■ Stated problem: Quote the records below word for word, starting at the line that contains "For the benchmark, annotate every instance of the trash" and continuing through the end of the records. Leave the pictures out of your answer.

Stored data
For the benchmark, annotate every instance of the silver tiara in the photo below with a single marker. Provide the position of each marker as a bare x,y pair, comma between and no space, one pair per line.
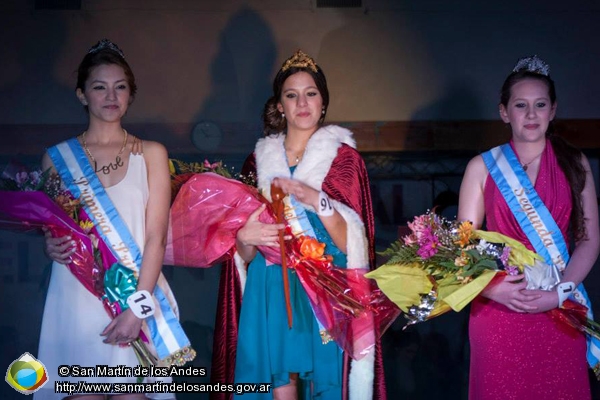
106,44
532,64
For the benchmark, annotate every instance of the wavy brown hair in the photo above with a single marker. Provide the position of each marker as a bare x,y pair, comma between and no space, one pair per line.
569,157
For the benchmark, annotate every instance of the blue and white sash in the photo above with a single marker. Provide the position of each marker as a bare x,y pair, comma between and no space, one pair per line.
295,215
171,344
536,221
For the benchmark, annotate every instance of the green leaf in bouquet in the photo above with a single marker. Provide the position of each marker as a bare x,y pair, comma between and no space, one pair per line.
464,294
403,284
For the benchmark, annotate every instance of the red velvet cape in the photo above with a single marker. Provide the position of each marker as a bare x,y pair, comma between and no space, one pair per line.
341,184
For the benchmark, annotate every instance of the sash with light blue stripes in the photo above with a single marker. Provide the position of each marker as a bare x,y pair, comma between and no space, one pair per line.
536,221
171,344
295,214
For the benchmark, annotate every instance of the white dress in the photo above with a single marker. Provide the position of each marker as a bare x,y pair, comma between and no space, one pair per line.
74,318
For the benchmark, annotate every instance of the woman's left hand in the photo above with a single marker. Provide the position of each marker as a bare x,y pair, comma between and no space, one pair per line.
123,329
547,300
304,193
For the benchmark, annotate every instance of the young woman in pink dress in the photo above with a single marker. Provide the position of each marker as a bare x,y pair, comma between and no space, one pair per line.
517,350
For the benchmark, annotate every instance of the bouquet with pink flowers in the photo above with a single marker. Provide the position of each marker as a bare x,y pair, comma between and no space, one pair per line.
36,200
442,265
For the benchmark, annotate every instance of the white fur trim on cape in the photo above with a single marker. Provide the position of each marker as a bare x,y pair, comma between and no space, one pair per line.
241,267
321,150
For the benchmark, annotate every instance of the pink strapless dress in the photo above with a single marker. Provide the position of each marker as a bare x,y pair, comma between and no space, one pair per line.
526,356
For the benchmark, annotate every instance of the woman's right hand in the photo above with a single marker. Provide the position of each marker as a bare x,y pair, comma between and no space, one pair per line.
508,291
59,249
255,233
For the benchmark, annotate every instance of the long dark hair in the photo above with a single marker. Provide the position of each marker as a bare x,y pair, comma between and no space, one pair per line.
569,158
273,122
104,53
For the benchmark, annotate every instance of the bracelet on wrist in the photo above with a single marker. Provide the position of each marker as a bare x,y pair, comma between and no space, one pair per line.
142,304
564,290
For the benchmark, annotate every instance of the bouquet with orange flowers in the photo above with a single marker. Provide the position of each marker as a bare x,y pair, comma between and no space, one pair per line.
207,213
351,308
442,265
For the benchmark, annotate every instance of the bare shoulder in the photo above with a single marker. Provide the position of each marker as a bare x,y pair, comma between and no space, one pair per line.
154,150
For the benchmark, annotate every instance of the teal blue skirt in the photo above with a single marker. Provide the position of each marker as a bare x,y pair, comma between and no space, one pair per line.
268,351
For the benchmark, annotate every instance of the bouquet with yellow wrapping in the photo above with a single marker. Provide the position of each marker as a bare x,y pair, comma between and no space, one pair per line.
442,265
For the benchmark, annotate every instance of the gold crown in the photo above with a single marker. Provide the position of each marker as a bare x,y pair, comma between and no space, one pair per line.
299,60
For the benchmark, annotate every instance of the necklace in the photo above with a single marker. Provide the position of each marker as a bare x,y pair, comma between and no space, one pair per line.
106,169
526,165
297,157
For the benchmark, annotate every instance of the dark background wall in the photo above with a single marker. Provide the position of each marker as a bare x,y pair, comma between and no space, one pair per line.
417,82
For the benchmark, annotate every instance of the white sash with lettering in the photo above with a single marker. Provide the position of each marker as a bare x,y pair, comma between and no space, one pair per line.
536,221
168,338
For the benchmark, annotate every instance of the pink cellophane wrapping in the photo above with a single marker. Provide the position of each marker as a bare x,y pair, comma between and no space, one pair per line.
352,309
205,217
27,211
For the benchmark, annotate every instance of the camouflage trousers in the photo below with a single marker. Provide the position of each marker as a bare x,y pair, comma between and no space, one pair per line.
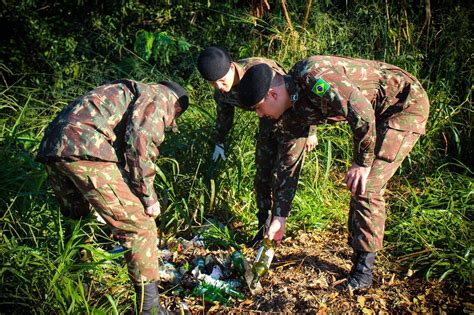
80,184
278,161
367,212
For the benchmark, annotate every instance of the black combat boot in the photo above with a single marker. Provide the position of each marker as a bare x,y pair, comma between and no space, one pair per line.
261,229
361,274
151,300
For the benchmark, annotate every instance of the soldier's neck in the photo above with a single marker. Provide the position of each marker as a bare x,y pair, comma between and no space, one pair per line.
238,74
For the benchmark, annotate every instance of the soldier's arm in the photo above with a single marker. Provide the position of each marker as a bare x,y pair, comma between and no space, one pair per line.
361,118
313,131
145,131
224,119
291,148
359,114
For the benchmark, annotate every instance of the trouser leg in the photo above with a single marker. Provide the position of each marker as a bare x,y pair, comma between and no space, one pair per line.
105,186
265,156
367,211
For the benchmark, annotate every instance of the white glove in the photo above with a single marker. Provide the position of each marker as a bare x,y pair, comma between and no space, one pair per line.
218,152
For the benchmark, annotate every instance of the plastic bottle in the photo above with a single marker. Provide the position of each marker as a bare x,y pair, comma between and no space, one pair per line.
238,262
216,272
209,293
200,263
168,273
262,261
234,283
220,286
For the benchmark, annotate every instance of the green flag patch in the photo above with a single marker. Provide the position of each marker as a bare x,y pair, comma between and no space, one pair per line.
320,87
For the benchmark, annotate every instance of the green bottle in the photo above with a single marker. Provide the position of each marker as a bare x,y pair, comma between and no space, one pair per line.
222,286
200,262
262,261
238,262
209,293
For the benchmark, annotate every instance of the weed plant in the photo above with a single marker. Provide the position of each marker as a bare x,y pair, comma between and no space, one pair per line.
52,265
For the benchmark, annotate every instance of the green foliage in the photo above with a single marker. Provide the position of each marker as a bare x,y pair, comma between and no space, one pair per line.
59,50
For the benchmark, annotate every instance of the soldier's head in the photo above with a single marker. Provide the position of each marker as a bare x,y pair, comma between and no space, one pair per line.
215,66
180,99
263,90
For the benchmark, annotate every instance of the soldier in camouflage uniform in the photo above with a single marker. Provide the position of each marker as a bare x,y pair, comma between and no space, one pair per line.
100,150
386,108
278,159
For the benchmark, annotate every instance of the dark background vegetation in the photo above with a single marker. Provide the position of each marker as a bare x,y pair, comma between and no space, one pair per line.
53,51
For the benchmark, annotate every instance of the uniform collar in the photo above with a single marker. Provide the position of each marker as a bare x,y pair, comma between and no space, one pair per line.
291,88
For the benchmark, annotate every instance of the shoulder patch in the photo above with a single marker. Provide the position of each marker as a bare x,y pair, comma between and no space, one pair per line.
320,87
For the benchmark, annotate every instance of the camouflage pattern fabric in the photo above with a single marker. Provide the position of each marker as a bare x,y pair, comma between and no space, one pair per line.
105,186
278,158
122,122
386,108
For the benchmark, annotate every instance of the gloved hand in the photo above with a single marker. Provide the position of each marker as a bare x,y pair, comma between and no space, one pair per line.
218,152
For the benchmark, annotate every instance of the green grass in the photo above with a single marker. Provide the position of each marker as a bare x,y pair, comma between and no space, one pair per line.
430,199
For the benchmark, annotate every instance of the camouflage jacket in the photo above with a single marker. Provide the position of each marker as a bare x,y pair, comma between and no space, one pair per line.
122,121
325,89
226,102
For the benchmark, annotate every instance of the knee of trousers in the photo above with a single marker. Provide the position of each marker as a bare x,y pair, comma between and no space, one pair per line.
142,256
367,222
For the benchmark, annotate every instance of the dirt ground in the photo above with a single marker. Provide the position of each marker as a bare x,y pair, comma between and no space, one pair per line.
308,275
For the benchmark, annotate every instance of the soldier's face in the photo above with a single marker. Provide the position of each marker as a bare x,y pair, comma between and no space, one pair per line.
272,106
225,83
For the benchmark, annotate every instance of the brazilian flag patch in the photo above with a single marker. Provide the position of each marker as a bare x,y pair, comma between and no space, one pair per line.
320,87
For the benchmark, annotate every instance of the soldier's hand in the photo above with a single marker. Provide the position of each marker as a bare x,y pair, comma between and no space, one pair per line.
276,230
311,143
356,179
154,210
218,152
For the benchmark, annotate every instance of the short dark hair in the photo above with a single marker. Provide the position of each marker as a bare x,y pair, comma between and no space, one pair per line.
254,85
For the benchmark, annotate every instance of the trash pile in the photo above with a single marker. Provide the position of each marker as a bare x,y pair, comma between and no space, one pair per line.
188,268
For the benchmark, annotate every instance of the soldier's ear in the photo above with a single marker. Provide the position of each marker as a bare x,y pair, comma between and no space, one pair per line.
177,110
272,93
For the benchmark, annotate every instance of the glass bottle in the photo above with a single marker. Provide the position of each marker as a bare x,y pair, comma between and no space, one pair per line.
238,262
262,261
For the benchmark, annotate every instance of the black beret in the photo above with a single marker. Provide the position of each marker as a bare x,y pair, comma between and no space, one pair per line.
213,63
254,85
183,98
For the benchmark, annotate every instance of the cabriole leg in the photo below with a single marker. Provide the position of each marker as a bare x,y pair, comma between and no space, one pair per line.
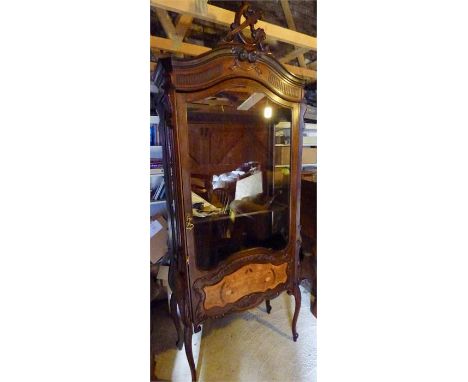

■ Correct answer:
For the benchmark, annotate every instance of the trash pile in the photo above with a single marker. Provide the position of each marker as a bare x,y pair, comma between and no space, one pair per line.
188,268
For the benchmark, annotate every instance of the soldier's ear in the photo above with a single marker. Provide the position of each marker as a bare x,y pair, comma between and no space, one pair per line.
177,110
272,93
For the benchmark, annotate every instance of the glass bottle in the photo above with a single marker. Provide the position of each marker as a bare x,y pair, comma between and no space, one pair per line.
238,262
262,261
For the benchmark, annotate every instance of the black beret in the photo above with a single marker. Provide the position of each marker as a bare x,y pair, comma between and no space, one pair per line.
213,63
254,85
183,98
For the benchmark, annotate every instance of the cabriole leg in the photo below with a single marker. Provide the position of each marker as a bare x,y pair, comma between and no space, one pair per line.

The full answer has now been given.